What you need to do:
Every entry below is to be copied exactly, with nothing omitted.

(Given data begins)

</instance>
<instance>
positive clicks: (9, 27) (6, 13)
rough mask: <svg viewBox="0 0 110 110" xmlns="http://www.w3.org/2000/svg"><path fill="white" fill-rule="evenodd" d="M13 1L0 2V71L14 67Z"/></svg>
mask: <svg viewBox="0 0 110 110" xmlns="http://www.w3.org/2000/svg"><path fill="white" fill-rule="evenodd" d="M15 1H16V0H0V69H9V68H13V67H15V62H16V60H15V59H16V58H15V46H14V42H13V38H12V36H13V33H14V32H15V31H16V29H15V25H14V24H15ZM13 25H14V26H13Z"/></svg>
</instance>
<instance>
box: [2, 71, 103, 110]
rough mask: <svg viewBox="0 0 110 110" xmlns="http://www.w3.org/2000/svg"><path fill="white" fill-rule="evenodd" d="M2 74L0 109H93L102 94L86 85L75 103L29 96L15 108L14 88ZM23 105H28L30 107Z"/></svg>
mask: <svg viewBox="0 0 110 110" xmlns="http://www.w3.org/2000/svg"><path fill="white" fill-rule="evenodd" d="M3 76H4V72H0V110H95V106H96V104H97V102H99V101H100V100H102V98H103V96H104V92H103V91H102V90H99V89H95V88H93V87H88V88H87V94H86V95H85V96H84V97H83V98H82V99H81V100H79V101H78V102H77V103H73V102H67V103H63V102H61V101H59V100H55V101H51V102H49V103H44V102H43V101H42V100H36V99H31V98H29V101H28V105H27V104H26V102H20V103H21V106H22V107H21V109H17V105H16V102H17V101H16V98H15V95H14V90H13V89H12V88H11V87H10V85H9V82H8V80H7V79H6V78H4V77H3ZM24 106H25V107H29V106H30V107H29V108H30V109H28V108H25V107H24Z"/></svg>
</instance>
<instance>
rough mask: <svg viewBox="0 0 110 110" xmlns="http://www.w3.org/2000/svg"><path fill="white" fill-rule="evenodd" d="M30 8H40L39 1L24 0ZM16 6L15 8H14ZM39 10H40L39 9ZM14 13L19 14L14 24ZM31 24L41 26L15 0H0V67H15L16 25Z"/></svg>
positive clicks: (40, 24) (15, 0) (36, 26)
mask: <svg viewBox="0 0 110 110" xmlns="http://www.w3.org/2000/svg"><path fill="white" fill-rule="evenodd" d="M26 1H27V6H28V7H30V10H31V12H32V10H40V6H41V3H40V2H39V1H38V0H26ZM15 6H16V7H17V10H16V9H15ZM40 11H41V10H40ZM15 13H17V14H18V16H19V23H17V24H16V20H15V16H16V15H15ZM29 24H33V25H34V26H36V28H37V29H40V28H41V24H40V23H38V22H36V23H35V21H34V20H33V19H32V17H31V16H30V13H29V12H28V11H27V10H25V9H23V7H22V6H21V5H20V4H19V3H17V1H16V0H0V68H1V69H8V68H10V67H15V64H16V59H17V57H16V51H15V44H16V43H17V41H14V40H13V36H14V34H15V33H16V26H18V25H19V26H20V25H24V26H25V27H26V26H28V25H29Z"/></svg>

(Given data ends)

Problem solution:
</instance>
<instance>
positive clicks: (9, 27) (6, 13)
rough mask: <svg viewBox="0 0 110 110" xmlns="http://www.w3.org/2000/svg"><path fill="white" fill-rule="evenodd" d="M13 1L0 2V71L14 67Z"/></svg>
mask: <svg viewBox="0 0 110 110" xmlns="http://www.w3.org/2000/svg"><path fill="white" fill-rule="evenodd" d="M15 1H16V0H0V69H9V68H13V67H15V62H16V60H15V59H16V58H15V46H14V42H13V38H12V36H13V33H14V32H15V31H16V29H15V25H14V24H15ZM13 25H14V26H13Z"/></svg>
</instance>
<instance>
box: [2, 71, 103, 110]
rough mask: <svg viewBox="0 0 110 110" xmlns="http://www.w3.org/2000/svg"><path fill="white" fill-rule="evenodd" d="M2 74L0 109H93L102 94L86 85L75 103L29 96L15 108L14 88ZM23 105H28L30 107Z"/></svg>
mask: <svg viewBox="0 0 110 110" xmlns="http://www.w3.org/2000/svg"><path fill="white" fill-rule="evenodd" d="M3 76H4V72H0V110H95V106H96V104H97V102H99V101H100V100H102V98H103V96H104V92H103V91H102V90H99V89H95V88H93V87H88V88H87V94H86V95H85V96H84V97H83V98H82V99H81V100H79V101H78V102H77V103H73V102H67V103H63V102H61V101H59V100H55V101H51V102H49V103H44V102H43V101H42V100H36V99H31V98H29V101H28V105H27V104H26V102H20V103H21V106H22V107H21V109H17V105H16V102H17V101H16V98H15V95H14V90H13V89H12V88H11V87H10V85H9V82H8V80H7V79H6V78H4V77H3ZM24 106H25V107H29V106H30V107H29V108H30V109H28V108H25V107H24Z"/></svg>
</instance>
<instance>
rough mask: <svg viewBox="0 0 110 110" xmlns="http://www.w3.org/2000/svg"><path fill="white" fill-rule="evenodd" d="M30 8H40L39 1L24 0ZM16 6L15 8H14ZM39 10H40L39 9ZM14 13L19 14L14 24ZM31 24L41 26L15 0H0V67H15L16 25Z"/></svg>
positive clicks: (40, 24) (15, 0) (36, 26)
mask: <svg viewBox="0 0 110 110" xmlns="http://www.w3.org/2000/svg"><path fill="white" fill-rule="evenodd" d="M26 1H27V6H28V7H30V10H31V12H32V10H40V6H41V3H40V2H39V1H38V0H26ZM15 6H16V7H17V10H16V9H15ZM40 11H41V10H40ZM15 13H17V14H18V16H19V23H17V24H16V20H15V16H16V15H15ZM29 24H33V25H34V26H36V28H37V29H40V28H41V24H40V23H38V22H36V23H35V21H34V20H33V19H32V17H31V16H30V13H29V12H28V11H27V10H25V9H23V7H22V6H21V5H20V4H19V3H17V1H16V0H0V68H1V69H8V68H10V67H15V64H16V59H17V57H16V51H15V44H16V43H17V41H14V40H13V36H14V34H15V33H16V26H18V25H19V26H20V25H24V26H25V27H26V26H28V25H29Z"/></svg>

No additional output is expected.